# Start of Excerpted records

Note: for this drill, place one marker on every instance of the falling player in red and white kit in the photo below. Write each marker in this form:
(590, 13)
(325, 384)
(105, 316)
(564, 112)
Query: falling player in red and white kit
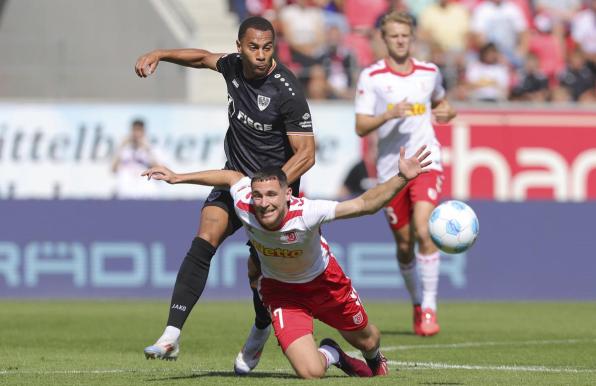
(396, 99)
(301, 279)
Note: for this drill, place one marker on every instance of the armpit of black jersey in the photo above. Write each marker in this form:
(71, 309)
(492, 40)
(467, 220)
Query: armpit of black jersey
(261, 114)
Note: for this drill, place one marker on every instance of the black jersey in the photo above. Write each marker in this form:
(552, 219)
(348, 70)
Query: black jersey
(262, 112)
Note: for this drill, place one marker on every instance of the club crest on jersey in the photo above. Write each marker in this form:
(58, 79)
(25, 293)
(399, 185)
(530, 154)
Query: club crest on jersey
(263, 102)
(358, 318)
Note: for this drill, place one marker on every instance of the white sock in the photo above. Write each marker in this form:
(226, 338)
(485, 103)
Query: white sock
(256, 339)
(170, 333)
(330, 354)
(370, 354)
(428, 267)
(410, 275)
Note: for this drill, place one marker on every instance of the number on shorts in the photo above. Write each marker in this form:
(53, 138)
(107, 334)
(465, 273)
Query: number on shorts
(391, 215)
(277, 312)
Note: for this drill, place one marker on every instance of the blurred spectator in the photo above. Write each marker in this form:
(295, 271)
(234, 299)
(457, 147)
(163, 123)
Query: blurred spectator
(501, 22)
(340, 65)
(547, 42)
(416, 7)
(446, 23)
(362, 17)
(583, 31)
(487, 79)
(133, 157)
(577, 81)
(558, 10)
(533, 84)
(303, 28)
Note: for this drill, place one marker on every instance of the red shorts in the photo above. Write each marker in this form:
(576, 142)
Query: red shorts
(425, 187)
(329, 297)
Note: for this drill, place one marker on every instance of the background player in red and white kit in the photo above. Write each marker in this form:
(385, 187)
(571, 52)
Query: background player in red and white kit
(300, 276)
(397, 97)
(269, 124)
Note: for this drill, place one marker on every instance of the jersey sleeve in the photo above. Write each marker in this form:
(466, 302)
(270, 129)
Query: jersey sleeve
(438, 89)
(365, 95)
(226, 64)
(317, 212)
(295, 112)
(240, 189)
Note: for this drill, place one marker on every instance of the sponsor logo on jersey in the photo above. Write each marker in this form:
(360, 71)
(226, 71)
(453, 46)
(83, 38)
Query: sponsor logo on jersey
(263, 102)
(276, 252)
(213, 195)
(248, 121)
(417, 108)
(289, 237)
(231, 106)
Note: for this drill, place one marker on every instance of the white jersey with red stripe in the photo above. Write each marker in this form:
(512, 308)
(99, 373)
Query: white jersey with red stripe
(379, 89)
(296, 252)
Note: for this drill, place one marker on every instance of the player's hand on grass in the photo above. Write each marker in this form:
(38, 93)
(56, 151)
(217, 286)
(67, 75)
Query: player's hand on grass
(400, 110)
(160, 173)
(147, 64)
(410, 168)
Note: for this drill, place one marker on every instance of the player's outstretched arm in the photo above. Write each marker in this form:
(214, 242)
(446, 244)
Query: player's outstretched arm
(376, 198)
(366, 124)
(190, 57)
(207, 177)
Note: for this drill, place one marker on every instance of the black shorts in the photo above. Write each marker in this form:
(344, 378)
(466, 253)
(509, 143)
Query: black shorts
(222, 198)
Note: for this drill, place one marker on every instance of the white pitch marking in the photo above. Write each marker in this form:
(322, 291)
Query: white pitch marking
(121, 371)
(480, 344)
(434, 365)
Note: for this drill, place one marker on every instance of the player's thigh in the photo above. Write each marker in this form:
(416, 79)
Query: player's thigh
(305, 358)
(336, 302)
(290, 322)
(218, 218)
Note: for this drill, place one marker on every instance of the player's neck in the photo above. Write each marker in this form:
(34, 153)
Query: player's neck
(400, 65)
(253, 77)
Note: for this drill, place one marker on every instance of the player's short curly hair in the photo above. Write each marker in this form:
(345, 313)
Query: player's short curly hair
(256, 22)
(271, 173)
(396, 17)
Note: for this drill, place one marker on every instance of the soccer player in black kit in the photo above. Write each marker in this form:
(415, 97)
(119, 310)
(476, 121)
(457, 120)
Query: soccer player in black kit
(269, 124)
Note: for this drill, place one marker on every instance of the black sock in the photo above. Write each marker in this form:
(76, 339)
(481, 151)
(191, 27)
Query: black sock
(190, 282)
(262, 317)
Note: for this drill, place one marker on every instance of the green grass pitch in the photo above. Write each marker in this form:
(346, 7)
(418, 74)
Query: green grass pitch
(101, 342)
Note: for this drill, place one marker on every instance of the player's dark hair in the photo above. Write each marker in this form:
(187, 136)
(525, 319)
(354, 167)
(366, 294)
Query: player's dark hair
(271, 173)
(256, 22)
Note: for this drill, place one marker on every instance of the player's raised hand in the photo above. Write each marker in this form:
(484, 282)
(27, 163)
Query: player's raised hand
(400, 110)
(147, 64)
(160, 173)
(410, 168)
(443, 112)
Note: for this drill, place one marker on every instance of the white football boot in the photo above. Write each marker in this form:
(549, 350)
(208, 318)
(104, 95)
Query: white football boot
(248, 358)
(165, 348)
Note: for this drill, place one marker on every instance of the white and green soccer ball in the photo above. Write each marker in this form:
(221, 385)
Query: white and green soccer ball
(453, 226)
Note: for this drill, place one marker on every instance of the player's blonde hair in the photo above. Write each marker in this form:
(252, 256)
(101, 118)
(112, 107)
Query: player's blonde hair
(396, 17)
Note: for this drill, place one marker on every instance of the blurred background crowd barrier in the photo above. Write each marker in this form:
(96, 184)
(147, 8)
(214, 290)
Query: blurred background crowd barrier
(76, 221)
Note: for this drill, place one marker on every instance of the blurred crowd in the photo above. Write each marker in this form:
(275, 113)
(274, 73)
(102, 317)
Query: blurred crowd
(488, 50)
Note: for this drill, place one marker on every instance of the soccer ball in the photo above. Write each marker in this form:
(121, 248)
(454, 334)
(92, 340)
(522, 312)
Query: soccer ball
(453, 226)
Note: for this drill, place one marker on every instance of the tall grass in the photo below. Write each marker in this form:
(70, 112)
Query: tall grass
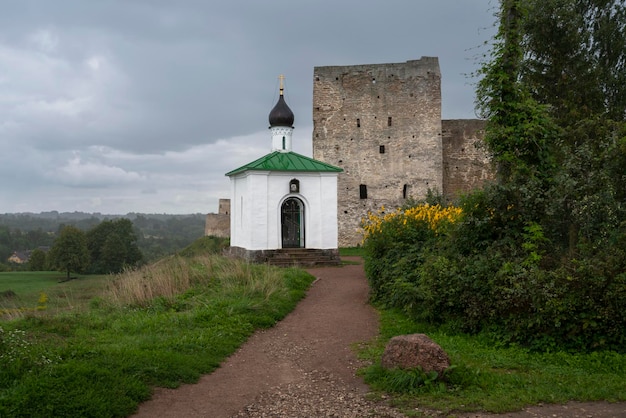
(489, 377)
(161, 325)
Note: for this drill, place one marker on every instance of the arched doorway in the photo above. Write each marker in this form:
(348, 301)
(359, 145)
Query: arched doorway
(292, 223)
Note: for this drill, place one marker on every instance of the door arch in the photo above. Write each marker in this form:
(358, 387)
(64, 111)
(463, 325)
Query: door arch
(292, 223)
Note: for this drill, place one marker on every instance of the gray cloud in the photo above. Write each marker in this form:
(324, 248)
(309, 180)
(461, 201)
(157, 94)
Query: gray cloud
(142, 106)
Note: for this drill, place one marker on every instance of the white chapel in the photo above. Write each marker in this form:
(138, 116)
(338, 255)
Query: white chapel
(284, 204)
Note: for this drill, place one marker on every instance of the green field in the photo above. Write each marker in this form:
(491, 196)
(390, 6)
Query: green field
(26, 291)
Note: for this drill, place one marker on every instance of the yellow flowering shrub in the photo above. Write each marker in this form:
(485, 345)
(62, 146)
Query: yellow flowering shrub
(432, 216)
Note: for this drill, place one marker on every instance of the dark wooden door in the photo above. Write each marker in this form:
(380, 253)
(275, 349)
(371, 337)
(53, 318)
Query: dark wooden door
(292, 223)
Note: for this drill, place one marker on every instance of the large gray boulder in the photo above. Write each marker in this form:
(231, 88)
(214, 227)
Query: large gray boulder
(415, 350)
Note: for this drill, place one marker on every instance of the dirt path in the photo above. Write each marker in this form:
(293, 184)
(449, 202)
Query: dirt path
(305, 365)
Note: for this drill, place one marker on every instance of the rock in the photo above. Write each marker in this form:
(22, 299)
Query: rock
(415, 350)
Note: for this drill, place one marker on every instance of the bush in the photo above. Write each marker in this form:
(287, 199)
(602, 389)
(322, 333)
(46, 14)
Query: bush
(492, 269)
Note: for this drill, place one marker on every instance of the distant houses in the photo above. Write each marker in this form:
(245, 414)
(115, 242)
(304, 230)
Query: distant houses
(22, 257)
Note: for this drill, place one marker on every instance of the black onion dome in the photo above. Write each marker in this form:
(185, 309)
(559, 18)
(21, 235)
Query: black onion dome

# End of Excerpted records

Write out exactly the lines starting with the one that holds "of the large" and running through the last line above.

### Task response:
Note: for this drill, place one marker on every instance of the large gray boulder in the photo above. Write each marker in this form:
(231, 88)
(214, 227)
Query: large gray boulder
(415, 350)
Note: for this drill, place one marker on every instance of the dirt path in the photo above. Write each marker in this form:
(293, 184)
(449, 202)
Query: dirt path
(305, 365)
Note: for this drill, place one marker on every instance of the rock in the photo above. Write each marker in this form:
(22, 299)
Query: rock
(415, 350)
Note: for this drill, place one marker on every instance of the bush in the photo above. Write each marker in this form:
(287, 199)
(602, 389)
(322, 333)
(46, 14)
Query: bush
(492, 269)
Note: for this drill, place one marker on every instance of the distant houses in the photo above. Write each marker in this form:
(245, 414)
(115, 242)
(304, 230)
Query: distant houses
(22, 257)
Note: for this drill, place one marker on every instance of the black onion dome in the photo above. Write each marker in this form:
(185, 309)
(559, 18)
(21, 235)
Query: black onion dome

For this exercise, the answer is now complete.